Vor meinem nächsten Termin in Wien habe ich etwas Zeit. Auf der Suche nach einer Baobab Story lande ich vor dem imposanten Gebäude des Naturhistorischen Museums (NHM). Bis zum 03. Juni 2018 findet hier die Ausstellung „Baobab – der Zauberbaum“ mit über 40 Baobab Fotografien von Pascal Maître statt. 27 Reisen hat der Naturfotograf nach Madagaskar unternommen. Dort hat er die mit Abstand ungewöhnlichsten Bäume auf der Insel fotografiert.
-*-
ZU LÖSENDE AUFGABEN:
a: Wie viele Reisen nach Madagaskar hat Pascal Maître laut der Quelle unternommen?
b: Führe den Text über die Baobab-Ausstellung im Naturhistorischen Museum weiter, anschließend an seinen letzten Satz.
Die Datensätze stammen aus einer anderen Quelle.

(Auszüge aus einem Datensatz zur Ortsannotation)
-*-
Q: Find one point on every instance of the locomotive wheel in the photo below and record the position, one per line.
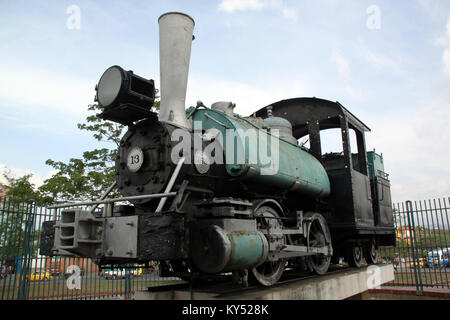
(371, 253)
(318, 236)
(269, 272)
(354, 256)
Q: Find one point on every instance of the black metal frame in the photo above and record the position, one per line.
(354, 208)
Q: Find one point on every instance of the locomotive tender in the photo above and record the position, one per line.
(211, 192)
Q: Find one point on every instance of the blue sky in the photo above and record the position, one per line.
(387, 61)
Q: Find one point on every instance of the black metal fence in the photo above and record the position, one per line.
(421, 257)
(25, 274)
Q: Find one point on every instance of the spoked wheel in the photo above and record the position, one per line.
(318, 236)
(354, 256)
(371, 253)
(183, 270)
(269, 272)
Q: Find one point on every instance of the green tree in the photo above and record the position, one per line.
(21, 189)
(13, 215)
(87, 177)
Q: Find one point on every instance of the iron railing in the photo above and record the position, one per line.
(421, 256)
(25, 274)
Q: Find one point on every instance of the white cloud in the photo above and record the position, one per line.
(241, 5)
(341, 63)
(382, 62)
(353, 92)
(416, 152)
(37, 88)
(444, 41)
(231, 6)
(446, 61)
(248, 98)
(36, 179)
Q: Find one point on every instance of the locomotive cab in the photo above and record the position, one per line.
(359, 212)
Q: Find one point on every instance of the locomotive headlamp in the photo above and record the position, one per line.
(124, 96)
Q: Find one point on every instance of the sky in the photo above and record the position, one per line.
(388, 62)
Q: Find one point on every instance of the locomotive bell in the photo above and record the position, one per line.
(124, 96)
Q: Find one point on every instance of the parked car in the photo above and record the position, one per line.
(54, 271)
(114, 273)
(40, 275)
(68, 274)
(421, 263)
(136, 272)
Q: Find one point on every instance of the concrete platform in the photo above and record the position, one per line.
(337, 285)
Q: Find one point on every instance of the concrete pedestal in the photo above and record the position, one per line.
(338, 285)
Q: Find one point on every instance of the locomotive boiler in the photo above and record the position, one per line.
(206, 191)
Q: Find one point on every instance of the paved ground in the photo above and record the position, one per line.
(406, 293)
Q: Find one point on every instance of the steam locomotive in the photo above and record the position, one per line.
(208, 191)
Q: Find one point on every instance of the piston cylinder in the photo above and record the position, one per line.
(214, 250)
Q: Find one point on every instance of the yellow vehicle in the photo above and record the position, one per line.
(138, 272)
(421, 263)
(40, 275)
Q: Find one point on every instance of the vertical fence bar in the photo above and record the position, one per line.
(437, 242)
(443, 264)
(417, 275)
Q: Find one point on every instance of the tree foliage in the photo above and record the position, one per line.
(21, 189)
(87, 177)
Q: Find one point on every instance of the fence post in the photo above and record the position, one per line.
(414, 253)
(27, 253)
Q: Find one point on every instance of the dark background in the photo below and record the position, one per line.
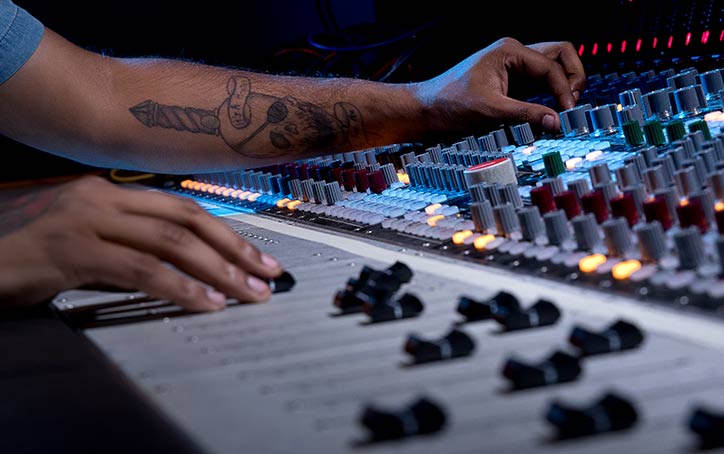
(393, 40)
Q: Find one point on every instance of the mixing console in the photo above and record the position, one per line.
(503, 293)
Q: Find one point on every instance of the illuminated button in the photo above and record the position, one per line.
(592, 156)
(283, 202)
(432, 209)
(590, 263)
(459, 237)
(625, 269)
(482, 242)
(432, 221)
(573, 162)
(293, 205)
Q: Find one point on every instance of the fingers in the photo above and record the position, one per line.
(126, 267)
(177, 245)
(564, 54)
(218, 235)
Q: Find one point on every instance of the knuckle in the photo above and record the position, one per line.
(175, 234)
(143, 268)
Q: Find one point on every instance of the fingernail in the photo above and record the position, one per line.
(256, 284)
(269, 261)
(217, 298)
(549, 123)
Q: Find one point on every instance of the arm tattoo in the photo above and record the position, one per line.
(247, 121)
(22, 211)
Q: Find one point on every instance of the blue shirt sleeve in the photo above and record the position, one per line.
(20, 34)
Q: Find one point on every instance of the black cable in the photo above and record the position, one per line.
(375, 44)
(327, 9)
(322, 15)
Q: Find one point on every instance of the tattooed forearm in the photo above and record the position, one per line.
(248, 122)
(24, 210)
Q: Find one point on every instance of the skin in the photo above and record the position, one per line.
(177, 117)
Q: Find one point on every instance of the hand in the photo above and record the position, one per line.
(92, 232)
(475, 93)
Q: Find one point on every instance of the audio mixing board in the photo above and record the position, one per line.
(503, 293)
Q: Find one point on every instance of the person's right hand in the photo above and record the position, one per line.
(476, 93)
(92, 232)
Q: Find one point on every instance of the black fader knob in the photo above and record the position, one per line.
(609, 413)
(502, 303)
(620, 335)
(454, 344)
(350, 302)
(406, 306)
(282, 283)
(371, 287)
(542, 313)
(560, 367)
(708, 425)
(423, 416)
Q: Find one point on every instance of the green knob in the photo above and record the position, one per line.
(553, 163)
(654, 133)
(633, 133)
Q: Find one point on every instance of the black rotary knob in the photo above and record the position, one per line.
(609, 413)
(620, 335)
(454, 344)
(423, 416)
(560, 367)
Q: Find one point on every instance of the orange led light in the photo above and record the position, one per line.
(482, 242)
(461, 236)
(590, 263)
(625, 269)
(430, 209)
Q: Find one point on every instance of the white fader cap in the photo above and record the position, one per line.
(500, 171)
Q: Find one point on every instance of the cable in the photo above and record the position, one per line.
(361, 47)
(129, 179)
-*-
ERGEBNISSE PRO AUFGABE:
a: 27 Reisen.

b:
Doch zunächst arbeite ich mich die zahlreichen Stufen im üppig dekorierten Treppenaufgang bis in das oberste Stockwerk hoch. Mein Einsatz zahlt sich aus: vor mir öffnet sich ein phantastischer Ausstellungsraum. Sofort zieht eine fast Wand-füllende, stimmungsvolle Landschaftsaufnahme mit Baobabs im Sonnenuntergang meine Aufmerksamkeit auf sich. Minutenlang stehe ich vor dem Bild und lasse die Fotografie auf mich wirken. Leise klopft die Sehnsucht an – ich bekomme Fernweh. Seit langem steht Madagaskar auf meiner Reisewunschliste ganz oben.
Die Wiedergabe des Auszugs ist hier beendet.